▶ **Work to be completed**
Return every line from the records below with the string "each".
*** Opening of Data records ***
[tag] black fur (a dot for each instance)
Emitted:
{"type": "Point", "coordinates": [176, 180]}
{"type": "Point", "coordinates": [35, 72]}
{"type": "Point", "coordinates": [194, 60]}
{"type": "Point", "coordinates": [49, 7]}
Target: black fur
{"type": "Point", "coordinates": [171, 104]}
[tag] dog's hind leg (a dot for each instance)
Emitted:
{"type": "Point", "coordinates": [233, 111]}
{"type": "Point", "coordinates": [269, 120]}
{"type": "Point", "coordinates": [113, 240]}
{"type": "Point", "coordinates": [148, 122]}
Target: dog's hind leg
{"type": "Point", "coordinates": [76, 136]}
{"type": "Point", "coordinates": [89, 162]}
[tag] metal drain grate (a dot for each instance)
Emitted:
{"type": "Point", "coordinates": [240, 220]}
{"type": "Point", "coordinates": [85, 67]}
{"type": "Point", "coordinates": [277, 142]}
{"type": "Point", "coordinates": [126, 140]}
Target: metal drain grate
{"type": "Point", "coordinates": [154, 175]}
*** Close of Data records ***
▶ **Answer section**
[tag] black fur (a dot for each instance)
[tag] dog's hind leg (a dot for each instance)
[tag] metal drain grate (a dot for each instance)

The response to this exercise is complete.